══ MATERIAL FOR THE TASK ══
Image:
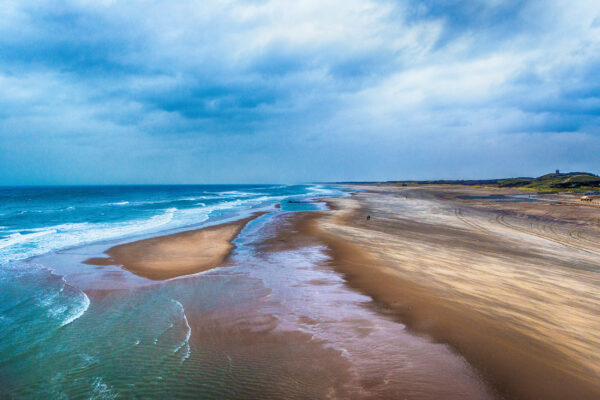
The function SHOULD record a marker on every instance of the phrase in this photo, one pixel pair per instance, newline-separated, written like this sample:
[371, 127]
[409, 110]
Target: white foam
[186, 342]
[118, 203]
[43, 240]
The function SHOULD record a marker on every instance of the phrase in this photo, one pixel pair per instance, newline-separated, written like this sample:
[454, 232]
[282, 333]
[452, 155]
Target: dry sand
[184, 253]
[513, 286]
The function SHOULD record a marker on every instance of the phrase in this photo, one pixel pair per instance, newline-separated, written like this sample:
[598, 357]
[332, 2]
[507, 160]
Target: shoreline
[461, 282]
[178, 254]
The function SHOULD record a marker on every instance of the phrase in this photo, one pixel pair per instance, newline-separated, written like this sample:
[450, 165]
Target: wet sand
[513, 286]
[170, 256]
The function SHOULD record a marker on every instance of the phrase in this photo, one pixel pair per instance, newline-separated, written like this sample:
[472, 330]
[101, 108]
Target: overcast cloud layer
[276, 91]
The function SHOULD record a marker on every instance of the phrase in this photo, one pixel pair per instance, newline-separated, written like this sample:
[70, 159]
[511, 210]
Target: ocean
[272, 324]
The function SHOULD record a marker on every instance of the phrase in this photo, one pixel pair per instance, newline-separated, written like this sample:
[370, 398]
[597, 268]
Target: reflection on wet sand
[512, 286]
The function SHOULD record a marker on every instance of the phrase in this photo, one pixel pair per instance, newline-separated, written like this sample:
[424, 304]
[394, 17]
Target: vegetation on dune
[555, 182]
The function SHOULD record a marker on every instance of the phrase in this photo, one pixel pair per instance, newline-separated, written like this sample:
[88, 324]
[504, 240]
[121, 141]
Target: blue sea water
[37, 220]
[57, 340]
[271, 325]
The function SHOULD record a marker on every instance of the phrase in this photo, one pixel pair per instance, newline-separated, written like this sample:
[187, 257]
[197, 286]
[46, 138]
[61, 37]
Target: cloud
[260, 90]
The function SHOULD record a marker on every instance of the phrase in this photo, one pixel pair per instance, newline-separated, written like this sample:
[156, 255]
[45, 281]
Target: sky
[261, 91]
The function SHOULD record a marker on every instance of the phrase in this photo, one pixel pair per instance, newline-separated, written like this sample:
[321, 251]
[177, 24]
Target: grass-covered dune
[546, 183]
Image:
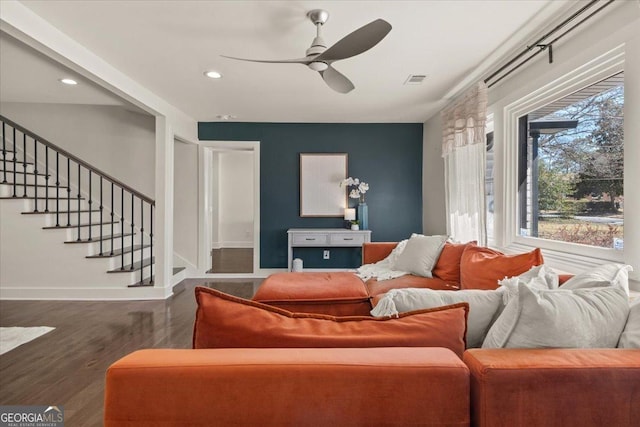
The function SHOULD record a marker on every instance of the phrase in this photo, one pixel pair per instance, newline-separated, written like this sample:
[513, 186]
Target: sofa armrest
[554, 387]
[376, 251]
[288, 387]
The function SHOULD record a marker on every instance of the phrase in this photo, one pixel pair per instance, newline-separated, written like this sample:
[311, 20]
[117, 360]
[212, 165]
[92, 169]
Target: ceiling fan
[319, 58]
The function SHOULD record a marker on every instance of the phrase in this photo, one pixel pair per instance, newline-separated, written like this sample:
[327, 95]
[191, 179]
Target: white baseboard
[244, 244]
[85, 294]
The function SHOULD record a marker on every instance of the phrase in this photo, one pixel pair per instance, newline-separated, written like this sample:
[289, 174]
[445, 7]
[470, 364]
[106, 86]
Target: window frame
[590, 73]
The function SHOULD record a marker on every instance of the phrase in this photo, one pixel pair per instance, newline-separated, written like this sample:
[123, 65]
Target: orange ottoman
[335, 294]
[288, 388]
[554, 387]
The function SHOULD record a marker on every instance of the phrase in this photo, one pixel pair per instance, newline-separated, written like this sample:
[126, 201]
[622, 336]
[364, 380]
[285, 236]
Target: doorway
[230, 208]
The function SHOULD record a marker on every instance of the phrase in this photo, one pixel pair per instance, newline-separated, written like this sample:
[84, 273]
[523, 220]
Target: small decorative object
[297, 265]
[358, 190]
[350, 216]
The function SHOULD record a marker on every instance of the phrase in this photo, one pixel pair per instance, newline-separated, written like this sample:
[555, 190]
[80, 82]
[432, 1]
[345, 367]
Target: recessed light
[226, 116]
[68, 81]
[213, 74]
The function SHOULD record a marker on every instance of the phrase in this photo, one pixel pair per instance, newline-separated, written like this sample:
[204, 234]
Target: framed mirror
[320, 191]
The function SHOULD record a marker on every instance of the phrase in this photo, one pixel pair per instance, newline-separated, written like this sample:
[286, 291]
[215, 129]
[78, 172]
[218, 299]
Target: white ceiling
[167, 45]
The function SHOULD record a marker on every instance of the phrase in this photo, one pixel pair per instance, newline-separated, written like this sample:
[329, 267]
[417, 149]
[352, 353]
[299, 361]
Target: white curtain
[464, 152]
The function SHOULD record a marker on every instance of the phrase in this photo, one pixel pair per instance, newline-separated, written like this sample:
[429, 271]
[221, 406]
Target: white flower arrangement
[359, 190]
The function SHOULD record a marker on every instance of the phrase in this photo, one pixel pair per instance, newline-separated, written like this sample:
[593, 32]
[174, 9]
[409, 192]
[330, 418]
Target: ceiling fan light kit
[320, 58]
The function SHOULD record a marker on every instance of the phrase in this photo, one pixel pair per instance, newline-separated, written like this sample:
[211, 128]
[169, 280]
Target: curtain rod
[544, 46]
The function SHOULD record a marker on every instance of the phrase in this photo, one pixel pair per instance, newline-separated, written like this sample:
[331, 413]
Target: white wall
[185, 205]
[236, 199]
[116, 141]
[434, 219]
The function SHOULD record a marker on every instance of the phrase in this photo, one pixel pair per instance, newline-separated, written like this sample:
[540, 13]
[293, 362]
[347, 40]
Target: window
[570, 167]
[489, 186]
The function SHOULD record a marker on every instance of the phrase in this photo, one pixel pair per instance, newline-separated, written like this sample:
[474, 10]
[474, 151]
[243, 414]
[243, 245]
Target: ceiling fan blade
[359, 41]
[336, 80]
[304, 60]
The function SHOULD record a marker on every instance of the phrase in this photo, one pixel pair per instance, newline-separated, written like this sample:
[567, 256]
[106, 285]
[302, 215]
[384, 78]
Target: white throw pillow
[580, 318]
[630, 337]
[395, 253]
[483, 306]
[538, 277]
[602, 275]
[420, 254]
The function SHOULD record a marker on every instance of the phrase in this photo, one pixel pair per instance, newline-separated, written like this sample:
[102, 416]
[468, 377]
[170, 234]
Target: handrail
[78, 160]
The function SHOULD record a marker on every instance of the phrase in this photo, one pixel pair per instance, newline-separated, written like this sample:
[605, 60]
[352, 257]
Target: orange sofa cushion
[225, 321]
[554, 387]
[335, 294]
[482, 268]
[448, 266]
[285, 388]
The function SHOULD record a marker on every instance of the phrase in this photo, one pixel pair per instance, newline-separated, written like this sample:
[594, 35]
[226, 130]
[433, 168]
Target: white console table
[325, 237]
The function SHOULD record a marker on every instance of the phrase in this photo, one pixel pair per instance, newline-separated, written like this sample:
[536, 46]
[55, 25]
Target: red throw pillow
[225, 321]
[448, 266]
[482, 268]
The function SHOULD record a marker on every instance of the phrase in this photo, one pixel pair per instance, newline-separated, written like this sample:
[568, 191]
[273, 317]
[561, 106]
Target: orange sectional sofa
[247, 368]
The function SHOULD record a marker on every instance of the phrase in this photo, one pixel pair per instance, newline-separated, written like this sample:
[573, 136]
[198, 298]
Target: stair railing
[95, 181]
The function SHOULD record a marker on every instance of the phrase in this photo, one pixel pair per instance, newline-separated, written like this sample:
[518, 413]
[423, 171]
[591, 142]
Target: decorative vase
[363, 216]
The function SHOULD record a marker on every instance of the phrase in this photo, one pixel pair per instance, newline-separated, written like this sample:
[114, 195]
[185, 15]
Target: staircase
[74, 224]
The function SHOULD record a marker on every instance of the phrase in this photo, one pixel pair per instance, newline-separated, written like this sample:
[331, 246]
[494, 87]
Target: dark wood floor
[232, 260]
[66, 367]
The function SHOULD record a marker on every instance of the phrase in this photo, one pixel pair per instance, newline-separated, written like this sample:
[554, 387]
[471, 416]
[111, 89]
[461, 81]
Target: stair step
[144, 282]
[53, 227]
[119, 252]
[50, 186]
[136, 266]
[10, 172]
[97, 239]
[73, 199]
[62, 212]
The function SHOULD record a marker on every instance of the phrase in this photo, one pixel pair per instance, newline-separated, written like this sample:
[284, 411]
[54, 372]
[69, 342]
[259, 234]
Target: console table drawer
[309, 239]
[346, 239]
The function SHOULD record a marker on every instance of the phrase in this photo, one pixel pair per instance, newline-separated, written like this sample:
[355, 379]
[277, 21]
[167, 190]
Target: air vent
[415, 79]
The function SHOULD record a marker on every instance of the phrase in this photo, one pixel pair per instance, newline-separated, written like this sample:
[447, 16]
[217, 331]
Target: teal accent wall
[386, 155]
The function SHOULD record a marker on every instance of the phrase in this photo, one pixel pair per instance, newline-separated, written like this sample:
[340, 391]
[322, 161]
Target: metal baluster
[46, 178]
[15, 155]
[35, 173]
[90, 202]
[68, 192]
[4, 152]
[101, 208]
[79, 181]
[24, 164]
[122, 229]
[57, 189]
[151, 242]
[142, 240]
[132, 251]
[112, 208]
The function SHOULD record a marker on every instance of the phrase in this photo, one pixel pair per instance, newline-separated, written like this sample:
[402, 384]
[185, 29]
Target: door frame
[204, 196]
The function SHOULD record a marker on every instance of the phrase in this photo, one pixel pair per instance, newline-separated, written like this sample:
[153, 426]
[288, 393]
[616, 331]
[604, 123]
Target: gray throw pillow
[420, 254]
[630, 337]
[483, 306]
[580, 318]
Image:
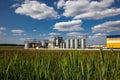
═══
◆ PROBLEM TO SOLVE: Only the lines from the one containing "Target: door frame" through the end of the records above should be retyped, exactly as they stand, with any pictures left out.

◆ YOUR RESPONSE:
Target: door frame
[204, 196]
The function SHOULD record a marker on every instance of the phrase in this photo, one pixel pair per instance, newline-separated, written like this sample:
[153, 426]
[288, 393]
[616, 331]
[604, 123]
Target: gray throw pillow
[420, 254]
[630, 337]
[483, 306]
[580, 318]
Image:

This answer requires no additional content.